* **Yang Harus Dikerjakan**
Tulis lanjutan berita di bawah tentang laporan dugaan penyimpangan dana desa Gampong Blang Majron, dimulai setelah kalimat terakhirnya.

* **Dokumen Sumber**

Aceh Utara — Dugaan penyimpangan dalam pengelolaan dana desa di Aceh Utara memasuki babak baru, Geuchik Gampong Blang Majron dan Camat Syamtalira Bayu resmi dilaporkan ke Kejaksaan Negeri Aceh Utara pada 31 juli 2025, oleh lembaga Tuha Peut Gampong terkait dugaan pelanggaran hukum dan pelanggaran kesepakatan dalam proses pencairan Dana Desa.
Laporan tersebut disampaikan secara resmi oleh Tuha Peut Gampong Blang Majron melalui surat bernomor: 001/LP/TP/20.33/VII/2025, yang ditandatangani oleh Ketua Tuha Peut, Imam Sayuti, S.Tr.Kom, dan Sekretaris, Mahyuddin, serta dilampiri satu berkas dokumen berisi kronologis peristiwa dan bukti awal dugaan penyimpangan. Laporan disampaikan kepada Kepala Seksi Tindak Pidana Khusus Kejari Aceh Utara di Lhoksukon.
Kesepakatan Dilanggar, Dana Dicairkan Sebelum Perbaikan Dokumen, dalam laporan tersebut dijelaskan bahwa pada 5 Juni 2025 telah dilangsungkan forum mediasi antara pihak Geuchik dan Tuha Peut yang difasilitasi oleh Camat Syamtalira Bayu dan dihadiri oleh unsur Muspika, Pendamping Desa, Imum Mukim, serta tokoh masyarakat.

* **Cuplikan Data**
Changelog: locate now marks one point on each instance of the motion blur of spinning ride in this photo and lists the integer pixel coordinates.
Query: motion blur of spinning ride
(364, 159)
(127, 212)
==
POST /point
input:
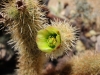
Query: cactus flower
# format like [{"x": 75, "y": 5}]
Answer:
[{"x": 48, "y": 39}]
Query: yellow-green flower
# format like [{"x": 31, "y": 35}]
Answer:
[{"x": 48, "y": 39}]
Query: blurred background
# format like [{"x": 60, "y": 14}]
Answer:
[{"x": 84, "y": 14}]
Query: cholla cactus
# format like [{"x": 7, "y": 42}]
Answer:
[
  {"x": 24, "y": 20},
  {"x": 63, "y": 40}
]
--
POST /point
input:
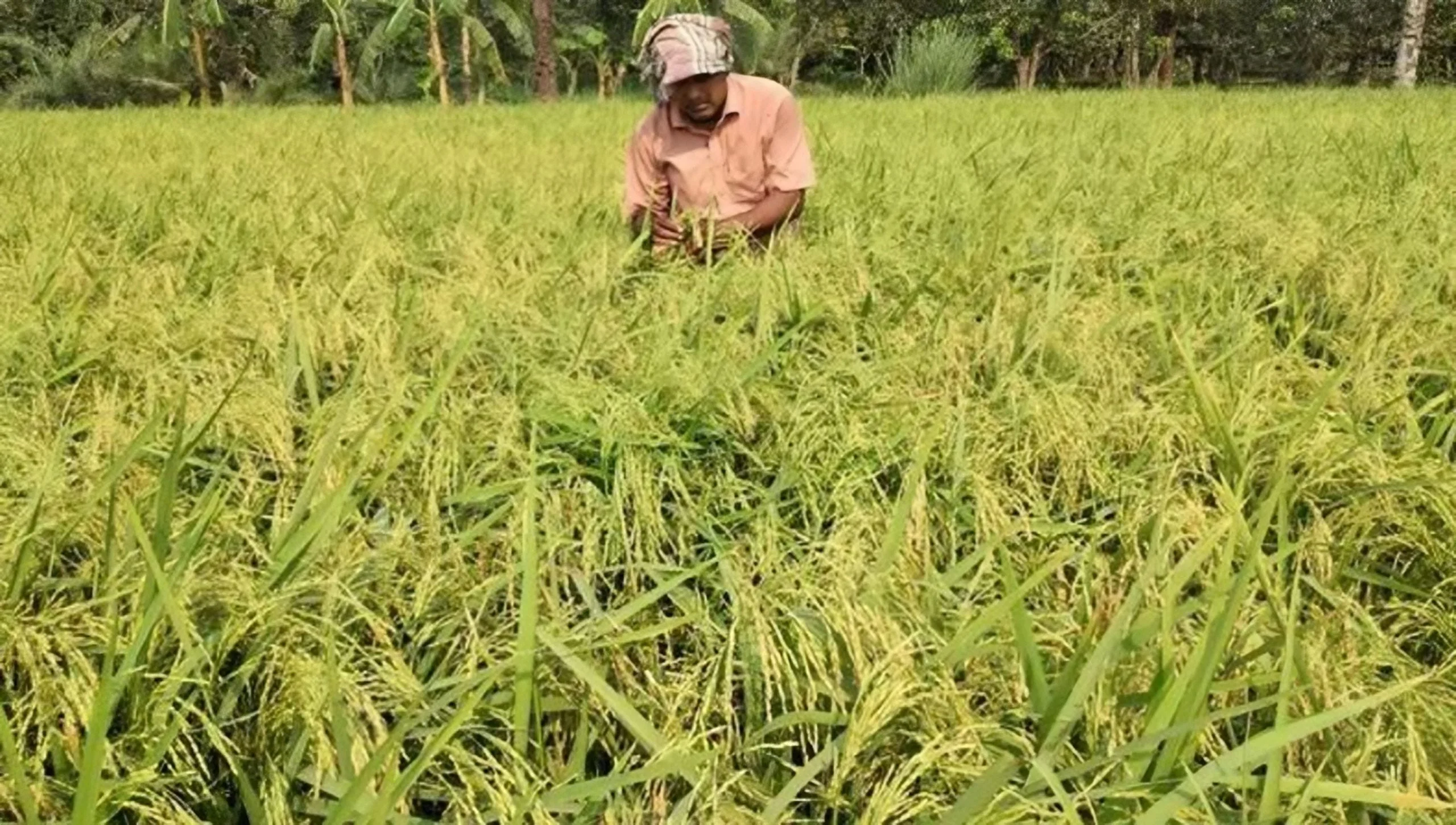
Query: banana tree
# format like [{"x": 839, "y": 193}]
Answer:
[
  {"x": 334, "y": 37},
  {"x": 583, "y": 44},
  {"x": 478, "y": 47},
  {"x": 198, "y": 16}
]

* **Jawaban Tugas**
Forum ini dilaksanakan untuk merespons polemik penyusunan dokumen RKPG, APBG, dan Perkades BLT Tahun Anggaran 2025 yang sebelumnya dilakukan secara sepihak oleh Geuchik tanpa melibatkan Tuha Peut maupun masyarakat.
Hasil mediasi menghasilkan kesepakatan penting: bahwa dokumen-dokumen yang telah disusun secara sepihak tersebut hanya digunakan sebagai syarat administratif untuk pengajuan pencairan Dana Desa dari pemerintah pusat ke rekening kas desa, dan tidak boleh ditarik ataupun digunakan sebelum dilakukan perbaikan melalui musyawarah resmi bersama Tuha Peut dan disahkan sesuai ketentuan yang berlaku.
Namun pada tanggal 28 Juli 2025, Camat Syamtalira Bayu justru melakukan pencairan Dana Desa Tahap I tanpa menunggu pengesahan dokumen perubahan. Tindakan ini diduga kuat melanggar kesepakatan tertulis yang telah disetujui bersama, serta mencederai prinsip tata kelola pemerintahan desa yang transparan dan partisipatif.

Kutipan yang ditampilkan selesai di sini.